* Task details
Starting at the first line of the data, print every line up to and including the one with "Objective: locate each instance of the truck", but no pictures.

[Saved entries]
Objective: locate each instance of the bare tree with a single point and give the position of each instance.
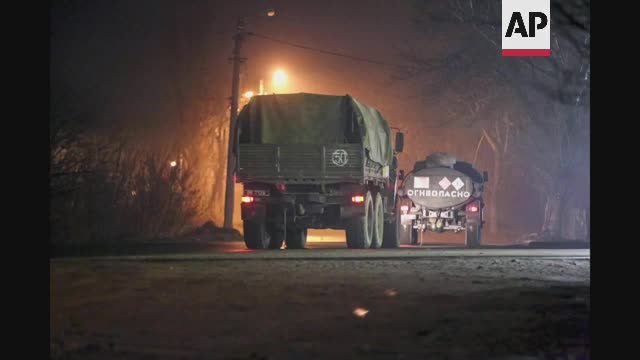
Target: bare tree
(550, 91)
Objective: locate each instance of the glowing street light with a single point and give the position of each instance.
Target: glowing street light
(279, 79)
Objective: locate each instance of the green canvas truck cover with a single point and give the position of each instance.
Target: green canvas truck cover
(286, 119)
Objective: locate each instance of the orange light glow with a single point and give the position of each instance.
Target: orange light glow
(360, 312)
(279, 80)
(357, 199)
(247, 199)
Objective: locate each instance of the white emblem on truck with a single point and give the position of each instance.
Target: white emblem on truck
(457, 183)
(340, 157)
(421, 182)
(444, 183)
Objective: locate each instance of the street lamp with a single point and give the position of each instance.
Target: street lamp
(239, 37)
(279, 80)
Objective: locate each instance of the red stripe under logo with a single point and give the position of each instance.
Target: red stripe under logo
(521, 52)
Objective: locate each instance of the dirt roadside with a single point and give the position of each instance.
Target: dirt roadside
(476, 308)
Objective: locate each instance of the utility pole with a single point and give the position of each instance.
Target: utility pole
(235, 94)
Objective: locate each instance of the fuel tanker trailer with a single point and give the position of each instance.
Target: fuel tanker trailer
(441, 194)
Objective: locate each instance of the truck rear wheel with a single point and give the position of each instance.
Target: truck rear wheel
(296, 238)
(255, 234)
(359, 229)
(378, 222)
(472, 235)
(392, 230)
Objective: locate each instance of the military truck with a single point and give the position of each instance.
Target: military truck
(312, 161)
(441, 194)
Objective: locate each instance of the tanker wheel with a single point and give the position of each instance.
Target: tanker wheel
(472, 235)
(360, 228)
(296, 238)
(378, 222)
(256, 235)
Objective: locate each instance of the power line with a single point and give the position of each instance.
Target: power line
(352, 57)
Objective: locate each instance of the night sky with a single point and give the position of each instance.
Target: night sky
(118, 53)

* Exercise output
Objective: locate each instance of the bare tree with a single point and give the position of each instance.
Target: bare tree
(550, 91)
Objective: locate each instance of the glowing street light with a single point and give the position of each instance.
Target: glowing street light
(279, 79)
Objective: locate each instance of the green canvas truck cover with a single point and give the position of each instance.
Target: green canvas truck cover
(286, 119)
Objective: locate each instance of the orange light glow with a single point and give the position of each instance.
Target: orange light glow
(360, 312)
(279, 80)
(357, 199)
(247, 199)
Objective: locate each instance of the white emblem on truck with a single point and give the position of each instance.
Target: white emblem on truck
(457, 183)
(340, 157)
(421, 182)
(444, 183)
Objective: locate each instance of the street lamp with a single point and give the position of each instance.
Target: street lamp
(239, 37)
(279, 80)
Objective: locate each instance of the red stripe under logo with a single point and give the position of each instance.
Target: red stripe under logo
(521, 52)
Objective: locate each instance of the dirt roadside with a single point and give the position of each instance.
Target: dirt roadside
(476, 308)
Objective: locate each instance of the utility pole with a single point and give the position of each instance.
Target: utility pole
(235, 94)
Objective: locate each instance of the fuel tanker trailer with a single point and give the position of each instance.
Target: fuel tanker trailer
(441, 194)
Objective: locate each instance of the truck rear wheel with a single point and give the position of each instance.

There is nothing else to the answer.